## Exercise instructions
Which lines of the entries below contain the string "nacelle"? Copy each one.
::::::::
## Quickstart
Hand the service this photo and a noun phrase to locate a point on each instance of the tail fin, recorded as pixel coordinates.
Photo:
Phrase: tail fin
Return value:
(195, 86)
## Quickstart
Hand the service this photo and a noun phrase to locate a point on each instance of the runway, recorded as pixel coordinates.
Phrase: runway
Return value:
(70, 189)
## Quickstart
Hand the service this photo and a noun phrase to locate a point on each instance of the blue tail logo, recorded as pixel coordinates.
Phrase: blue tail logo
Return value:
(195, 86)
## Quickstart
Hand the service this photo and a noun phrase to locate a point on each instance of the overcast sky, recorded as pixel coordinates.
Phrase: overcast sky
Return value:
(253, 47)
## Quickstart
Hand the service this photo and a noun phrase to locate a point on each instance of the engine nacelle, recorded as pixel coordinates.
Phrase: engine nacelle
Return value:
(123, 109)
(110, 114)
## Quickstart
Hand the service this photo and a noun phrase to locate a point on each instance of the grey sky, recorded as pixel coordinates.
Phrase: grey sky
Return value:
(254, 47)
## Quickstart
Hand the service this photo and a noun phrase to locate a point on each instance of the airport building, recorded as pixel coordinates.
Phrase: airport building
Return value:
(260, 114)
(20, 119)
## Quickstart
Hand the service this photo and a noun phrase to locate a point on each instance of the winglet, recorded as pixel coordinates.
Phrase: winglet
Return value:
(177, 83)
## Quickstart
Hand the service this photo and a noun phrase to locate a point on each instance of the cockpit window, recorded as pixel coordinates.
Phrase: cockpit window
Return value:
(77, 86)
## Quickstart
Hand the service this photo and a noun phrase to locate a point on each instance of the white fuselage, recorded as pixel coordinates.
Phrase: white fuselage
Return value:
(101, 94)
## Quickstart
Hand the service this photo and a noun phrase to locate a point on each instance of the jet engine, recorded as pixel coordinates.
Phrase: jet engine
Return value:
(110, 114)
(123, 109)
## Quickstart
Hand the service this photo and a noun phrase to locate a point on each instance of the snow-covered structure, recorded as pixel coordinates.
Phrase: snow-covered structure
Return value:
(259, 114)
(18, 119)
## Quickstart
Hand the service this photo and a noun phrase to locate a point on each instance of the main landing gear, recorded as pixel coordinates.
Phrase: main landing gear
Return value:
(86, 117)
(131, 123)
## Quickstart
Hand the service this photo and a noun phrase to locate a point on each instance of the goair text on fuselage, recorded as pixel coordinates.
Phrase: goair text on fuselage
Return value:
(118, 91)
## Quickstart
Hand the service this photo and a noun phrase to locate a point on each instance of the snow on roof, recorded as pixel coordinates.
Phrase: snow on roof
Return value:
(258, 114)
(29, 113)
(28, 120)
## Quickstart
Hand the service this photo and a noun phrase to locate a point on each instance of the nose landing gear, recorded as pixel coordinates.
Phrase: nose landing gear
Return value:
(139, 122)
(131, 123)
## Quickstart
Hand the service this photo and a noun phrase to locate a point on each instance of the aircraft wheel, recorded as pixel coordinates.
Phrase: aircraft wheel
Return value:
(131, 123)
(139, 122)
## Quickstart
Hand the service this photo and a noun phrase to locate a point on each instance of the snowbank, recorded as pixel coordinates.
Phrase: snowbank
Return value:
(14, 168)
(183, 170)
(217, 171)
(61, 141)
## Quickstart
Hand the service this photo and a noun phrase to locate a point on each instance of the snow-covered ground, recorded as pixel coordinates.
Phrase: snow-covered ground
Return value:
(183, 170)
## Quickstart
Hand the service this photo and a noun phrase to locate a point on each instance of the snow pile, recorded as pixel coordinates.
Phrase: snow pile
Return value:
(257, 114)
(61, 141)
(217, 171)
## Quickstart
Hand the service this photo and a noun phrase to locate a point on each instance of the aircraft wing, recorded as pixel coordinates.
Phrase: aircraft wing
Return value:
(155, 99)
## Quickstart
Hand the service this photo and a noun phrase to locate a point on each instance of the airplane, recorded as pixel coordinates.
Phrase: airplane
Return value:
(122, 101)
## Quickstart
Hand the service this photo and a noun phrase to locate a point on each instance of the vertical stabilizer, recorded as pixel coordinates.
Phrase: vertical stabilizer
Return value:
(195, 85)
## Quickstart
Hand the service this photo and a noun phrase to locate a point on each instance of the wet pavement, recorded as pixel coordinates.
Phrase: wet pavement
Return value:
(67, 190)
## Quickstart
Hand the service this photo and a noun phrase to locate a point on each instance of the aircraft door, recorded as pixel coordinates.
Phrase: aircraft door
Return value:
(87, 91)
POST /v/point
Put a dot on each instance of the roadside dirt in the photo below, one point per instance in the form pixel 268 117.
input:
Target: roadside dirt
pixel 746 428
::::::::
## Written solution
Hand the service this photo and a noun phrase to locate a point on each instance of the engine nacelle, recorded as pixel coordinates.
Phrase: engine nacelle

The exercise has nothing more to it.